Esercizi
1 > Nella sentenza sulla riparazione per ingiusta detenzione, spiega in una o tre frasi perché la Corte di appello di Salerno ha ravvisato la colpa grave e rigettato l'istanza.
2 > Traduci in inglese, per favore, questa frase della sentenza sulla riparazione per ingiusta detenzione: "Il mero stato di tossicodipendenza non costituisce, di per sé, colpa grave ai fini dell'esclusione del diritto alla riparazione per ingiusta detenzione, a meno che l'interessato non abbia tenuto una condotta idonea a far ragionevolmente ritenere che l'acquisto o la detenzione illecita di sostanze stupefacenti fosse finalizzato allo spaccio."
3 > Prosegui la sentenza sulla riparazione per ingiusta detenzione, ripartendo subito dopo l'ultima frase riportata.

Brano da leggere
=-=-=-=-=

Lo stato di tossicodipendenza non esclude il diritto alla riparazione per ingiusta detenzione

di | 18 Agosto 2004

Il mero stato di tossicodipendenza non costituisce, di per sé, colpa grave ai fini dell’esclusione del diritto alla riparazione per ingiusta detenzione, a meno che l’interessato non abbia tenuto una condotta idonea a far ragionevolmente ritenere che l’acquisto o la detenzione illecita di sostanze stupefacenti fosse finalizzato allo spaccio.
Corte di cassazione, sezione IV penale, 23 settembre 2004, n. 37664

SVOLGIMENTO DEL PROCESSO

Corte di cassazione

Sezione IV penale

Sentenza 23 settembre 2004, n. 37664

FATTO E DIRITTO

Con ordinanza in data 2 maggio 2003 la Corte di appello di Salerno ha rigettato l’istanza di riparazione per ingiusta detenzione, subita da Grottola Antonio dal 20 dicembre 2001 al 31 maggio 2002 per l’imputazione di cui all’art. 73 d.P.R. 309/1990, dalla quale era stato dichiarato assolto perché il fatto non costituisce reato con sentenza del Tribunale di Nocera Inferiore del 26 giugno 2002, divenuta irrevocabile.

La Corte di merito ha ritenuto la sussistenza della colpa grave quale causa di esclusione del diritto alla riparazione (art. 314, comma 1, c.p.p.), in quanto il Grottola non solo deteneva la sostanza stupefacente (che comunque costituisce un illecito amministrativo), ma aveva con sé tre dosi confezionate separatamente, dalle quali erano ricavabili sette dosi, in zona che era «ritrovo abituale di spacciatori e tossicodipendenti», per cui avrebbe dovuto considerare che, se fosse stato controllato, «si sarebbe potuto ragionevolmente ipotizzare che la droga detenuta era destinata allo spaccio».

=-=-=-=-=

Dati forniti
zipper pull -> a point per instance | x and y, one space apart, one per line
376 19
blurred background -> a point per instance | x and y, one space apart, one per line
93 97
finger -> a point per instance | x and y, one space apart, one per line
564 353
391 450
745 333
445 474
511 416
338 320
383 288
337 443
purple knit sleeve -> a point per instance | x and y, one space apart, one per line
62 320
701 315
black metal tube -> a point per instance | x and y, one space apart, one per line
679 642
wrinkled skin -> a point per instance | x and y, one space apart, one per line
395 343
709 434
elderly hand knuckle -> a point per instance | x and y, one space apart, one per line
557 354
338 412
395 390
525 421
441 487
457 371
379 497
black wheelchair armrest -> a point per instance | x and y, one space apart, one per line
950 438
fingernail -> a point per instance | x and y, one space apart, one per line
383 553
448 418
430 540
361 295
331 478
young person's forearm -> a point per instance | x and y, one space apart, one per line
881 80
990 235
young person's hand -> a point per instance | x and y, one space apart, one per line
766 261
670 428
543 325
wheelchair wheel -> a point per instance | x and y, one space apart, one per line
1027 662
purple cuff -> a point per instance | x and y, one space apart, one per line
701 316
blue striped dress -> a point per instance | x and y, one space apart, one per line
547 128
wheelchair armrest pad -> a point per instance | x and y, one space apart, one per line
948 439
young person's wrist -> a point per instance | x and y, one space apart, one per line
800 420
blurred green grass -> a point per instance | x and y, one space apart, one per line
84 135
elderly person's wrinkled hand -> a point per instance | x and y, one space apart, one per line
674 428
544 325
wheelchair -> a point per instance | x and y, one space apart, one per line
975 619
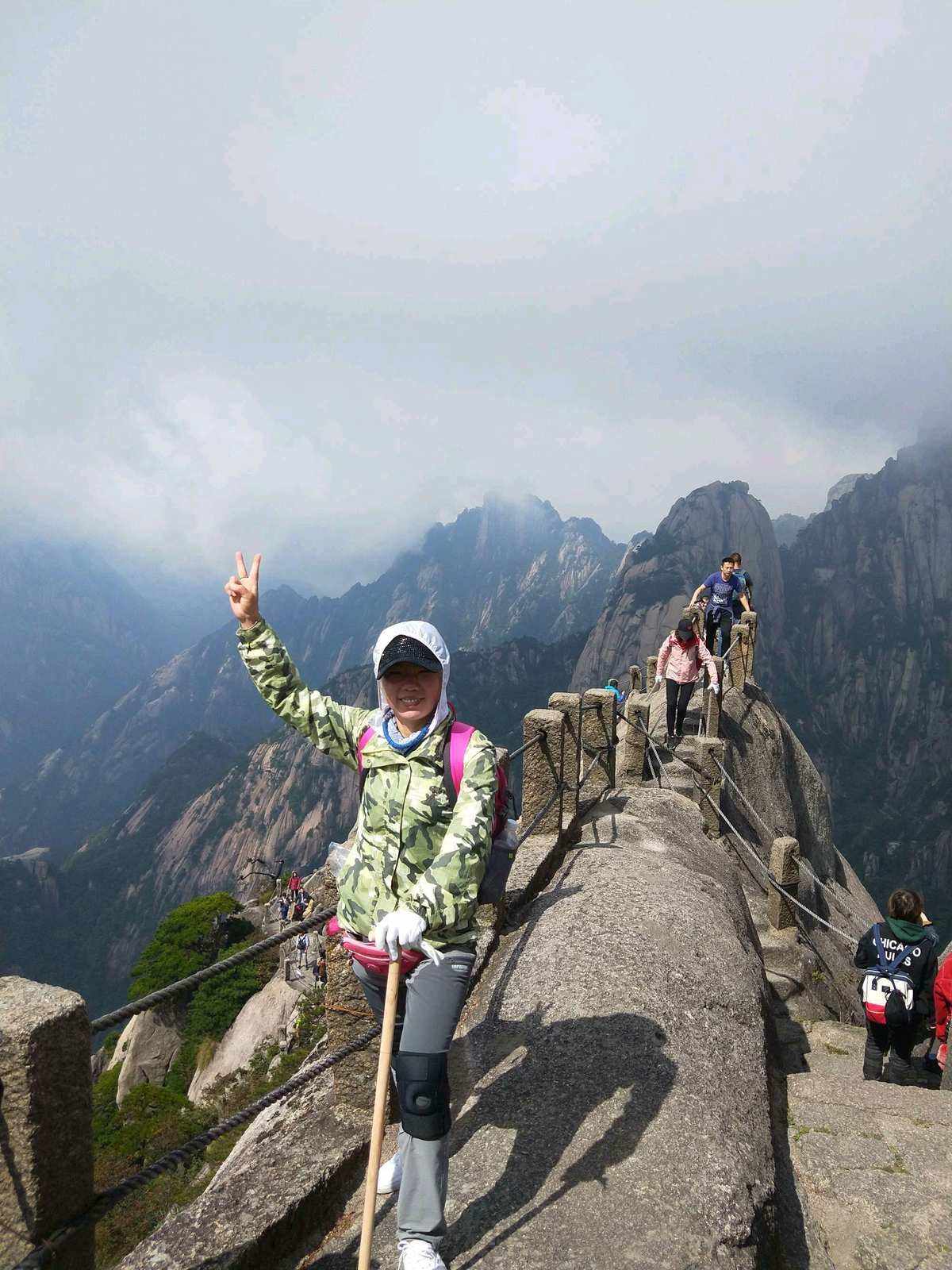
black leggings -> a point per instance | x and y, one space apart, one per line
880 1039
723 619
678 698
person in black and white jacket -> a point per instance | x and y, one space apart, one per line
901 931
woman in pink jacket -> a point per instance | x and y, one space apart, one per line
679 662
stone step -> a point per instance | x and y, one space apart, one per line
875 1098
873 1168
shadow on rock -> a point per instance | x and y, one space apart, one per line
569 1070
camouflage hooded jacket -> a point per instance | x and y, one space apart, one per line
413 850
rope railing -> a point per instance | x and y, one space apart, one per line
527 745
107 1200
192 981
804 864
765 869
556 793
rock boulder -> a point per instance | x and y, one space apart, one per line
154 1041
263 1019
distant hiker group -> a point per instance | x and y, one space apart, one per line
685 654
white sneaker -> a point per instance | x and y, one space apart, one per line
390 1176
419 1255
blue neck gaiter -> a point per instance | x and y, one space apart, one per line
391 734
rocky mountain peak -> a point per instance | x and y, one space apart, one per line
659 575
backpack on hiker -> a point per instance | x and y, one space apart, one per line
886 995
505 836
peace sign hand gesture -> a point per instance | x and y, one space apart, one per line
241 590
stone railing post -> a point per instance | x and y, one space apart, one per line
785 867
46 1121
568 705
651 671
347 1015
734 664
708 776
712 702
598 736
631 759
543 768
749 622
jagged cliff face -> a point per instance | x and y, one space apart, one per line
194 826
869 667
499 572
78 637
657 578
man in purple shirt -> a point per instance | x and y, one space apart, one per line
725 588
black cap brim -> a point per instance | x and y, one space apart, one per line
404 648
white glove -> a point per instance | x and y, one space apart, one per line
404 929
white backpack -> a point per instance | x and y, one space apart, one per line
888 996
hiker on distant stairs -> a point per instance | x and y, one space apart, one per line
422 849
719 619
679 662
900 962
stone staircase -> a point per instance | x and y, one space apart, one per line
871 1162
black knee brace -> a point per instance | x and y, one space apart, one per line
423 1086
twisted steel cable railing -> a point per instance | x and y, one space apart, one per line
804 864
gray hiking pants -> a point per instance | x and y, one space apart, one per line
429 1007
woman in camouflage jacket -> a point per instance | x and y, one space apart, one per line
416 869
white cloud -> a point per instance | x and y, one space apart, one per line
551 143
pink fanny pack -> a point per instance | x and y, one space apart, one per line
370 956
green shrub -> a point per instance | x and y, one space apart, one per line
216 1003
105 1110
186 941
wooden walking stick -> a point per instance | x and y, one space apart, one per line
380 1113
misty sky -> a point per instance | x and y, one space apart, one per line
306 277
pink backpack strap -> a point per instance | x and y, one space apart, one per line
460 734
361 746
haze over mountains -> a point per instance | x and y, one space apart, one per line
182 778
498 572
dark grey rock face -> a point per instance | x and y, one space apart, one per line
786 529
869 668
786 797
657 578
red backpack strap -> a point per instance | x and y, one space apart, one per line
454 759
454 756
361 746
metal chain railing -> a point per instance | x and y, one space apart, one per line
192 981
107 1200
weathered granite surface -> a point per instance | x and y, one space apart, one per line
152 1049
873 1162
46 1142
262 1019
594 1124
777 776
285 1181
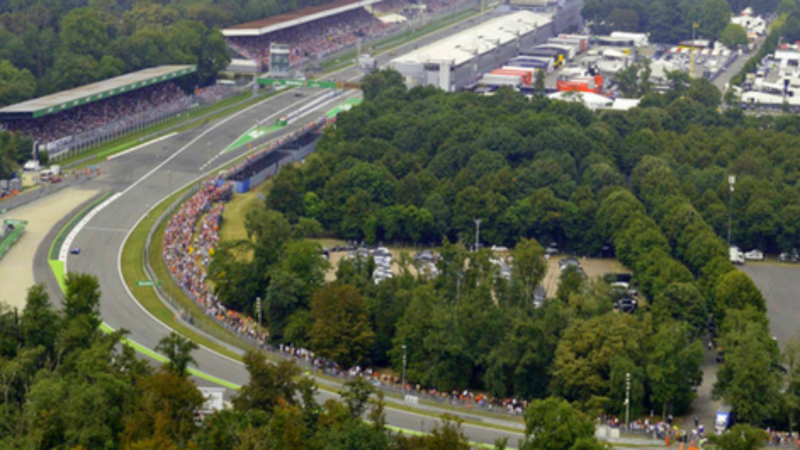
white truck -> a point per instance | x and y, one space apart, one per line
736 256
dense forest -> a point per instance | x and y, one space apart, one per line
668 21
417 166
65 384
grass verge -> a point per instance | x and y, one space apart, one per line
233 218
133 270
345 59
219 109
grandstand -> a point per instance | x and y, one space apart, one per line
89 114
314 33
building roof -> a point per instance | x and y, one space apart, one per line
60 101
301 16
483 38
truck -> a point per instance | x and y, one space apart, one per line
724 419
736 256
498 80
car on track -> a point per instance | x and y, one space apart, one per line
754 255
792 257
627 305
566 262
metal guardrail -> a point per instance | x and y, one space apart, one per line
230 337
9 240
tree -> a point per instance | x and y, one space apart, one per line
736 290
269 386
163 411
82 298
178 351
341 330
570 282
787 7
15 85
749 380
673 367
733 36
587 352
39 323
528 270
554 424
682 302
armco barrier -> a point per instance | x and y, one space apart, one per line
10 239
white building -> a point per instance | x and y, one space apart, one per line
459 60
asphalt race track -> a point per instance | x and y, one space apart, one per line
150 174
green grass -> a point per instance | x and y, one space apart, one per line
55 246
389 43
133 271
232 228
123 143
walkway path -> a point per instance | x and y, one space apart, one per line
704 407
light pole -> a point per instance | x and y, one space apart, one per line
731 182
258 308
403 380
477 233
627 399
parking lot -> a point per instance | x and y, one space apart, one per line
780 285
594 268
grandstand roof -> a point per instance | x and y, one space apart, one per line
51 104
483 38
301 16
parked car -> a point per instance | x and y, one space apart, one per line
736 256
791 257
754 255
425 256
566 262
627 305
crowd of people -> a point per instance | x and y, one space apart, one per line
104 116
213 93
190 238
465 398
313 40
387 6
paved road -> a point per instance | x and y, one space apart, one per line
779 283
149 175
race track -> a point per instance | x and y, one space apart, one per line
152 173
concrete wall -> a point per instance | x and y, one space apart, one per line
467 74
272 170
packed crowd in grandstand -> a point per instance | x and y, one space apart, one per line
95 116
330 34
319 38
190 238
113 114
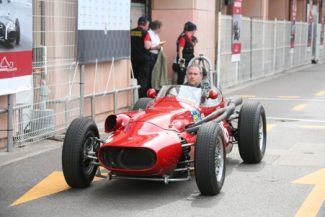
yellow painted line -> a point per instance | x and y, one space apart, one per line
320 93
299 107
315 199
248 96
313 127
288 97
52 184
270 126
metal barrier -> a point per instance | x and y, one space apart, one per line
42 125
265 49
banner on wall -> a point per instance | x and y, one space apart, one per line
103 30
236 30
322 32
15 47
293 24
310 25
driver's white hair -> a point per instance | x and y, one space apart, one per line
194 66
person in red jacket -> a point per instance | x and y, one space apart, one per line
140 55
185 50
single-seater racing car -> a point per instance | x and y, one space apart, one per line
167 136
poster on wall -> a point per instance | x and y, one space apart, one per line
322 32
15 47
310 25
103 30
236 30
293 24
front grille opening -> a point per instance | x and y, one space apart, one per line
128 158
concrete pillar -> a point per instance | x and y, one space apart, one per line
257 8
279 9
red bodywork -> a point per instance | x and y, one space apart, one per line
159 128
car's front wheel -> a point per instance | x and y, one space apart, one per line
210 159
79 153
252 132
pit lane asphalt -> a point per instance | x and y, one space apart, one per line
266 189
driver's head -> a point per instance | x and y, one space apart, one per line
194 75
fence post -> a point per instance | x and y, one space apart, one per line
263 47
251 48
82 89
10 123
93 106
274 45
219 49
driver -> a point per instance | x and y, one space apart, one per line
194 76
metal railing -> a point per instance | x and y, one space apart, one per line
42 125
265 49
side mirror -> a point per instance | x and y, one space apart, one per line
151 93
213 94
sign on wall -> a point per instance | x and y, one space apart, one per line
103 30
15 47
236 30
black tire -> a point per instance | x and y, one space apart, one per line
252 132
210 169
142 103
17 31
78 171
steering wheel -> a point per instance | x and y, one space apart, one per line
171 91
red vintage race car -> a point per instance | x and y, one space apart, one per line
166 136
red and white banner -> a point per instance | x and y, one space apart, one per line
236 30
293 24
15 72
322 32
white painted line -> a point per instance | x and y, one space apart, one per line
298 107
287 99
295 119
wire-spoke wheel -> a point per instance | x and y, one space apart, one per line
210 167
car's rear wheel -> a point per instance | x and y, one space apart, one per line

=-=-=-=-=

Risposte per esercizio
1 > La Corte di appello ha ravvisato la colpa grave perché il Grottola non solo deteneva sostanza stupefacente, ma aveva con sé tre dosi confezionate separatamente, da cui se ne potevano ricavare sette. Si trovava inoltre in una zona che era «ritrovo abituale di spacciatori e tossicodipendenti». Avrebbe quindi dovuto considerare che, se fosse stato controllato, si sarebbe potuto ragionevolmente ipotizzare che la droga fosse destinata allo spaccio.

2 > Mere drug addiction does not, in itself, constitute gross negligence for the purpose of excluding the right to compensation for unjust detention, unless the person concerned has behaved in a way that could reasonably lead one to believe that the purchase or unlawful possession of narcotic substances was intended for dealing.

3 >
Il Grottola, a mezzo del proprio difensore, ha proposto ricorso per cassazione, chiedendo l’annullamento con rinvio dell’impugnata ordinanza per un unico motivo, assumendo che lo stato di tossicodipendenza non può legittimare l’arresto, equiparandosi così il tossicodipendente allo spacciatore.

La questione oggetto del presente giudizio presenta profili di indubbio interesse, in quanto pone i quesiti:

a) se il mero stato di tossicodipendenza possa costituire colpa grave, a norma dell’art. 314, comma 1, c.p.p. per negare il diritto dell’imputato prosciolto nel merito alla riparazione per l’ingiusta detenzione sofferta per incolpazione attinente alle norme penali sugli stupefacenti;

b) in caso negativo, stante l’impossibilità di individuare una completa casistica astratta, se le condotte concrete addebitate al ricorrente legittimino il rigetto dell’istanza indennitaria.

In ordine al primo quesito, è noto che l’uso personale delle sostanze stupefacenti ha costituito per il legislatore un problema di non facile soluzione, dovendosi trovare un equilibrio sanzionatorio tra il disvalore sociale dello stato di tossicodipendenza, pur non assimilabile alle fattispecie penalmente rilevanti previste dall’art. 73 d.P.R. 309/1990, ed il principale obiettivo del recupero del tossicodipendente.

Tale situazione, solo apparentemente conflittuale, ha trovato attuazione nella disciplina dell’art. 75 decreto citato, la cui definitiva espressione è quella derivata a seguito del referendum abrogativo del 18-19 aprile 1993, a cui ha fatto seguito il d.P.R. 171/1993.

Questo Collegio ritiene, comunque, che lo stato di tossicodipendenza, pur essendo illecito amministrativo, non è di per sé solo automaticamente sufficiente per configurare la colpa grave a norma dell’art. 314, comma 1, c.p.p.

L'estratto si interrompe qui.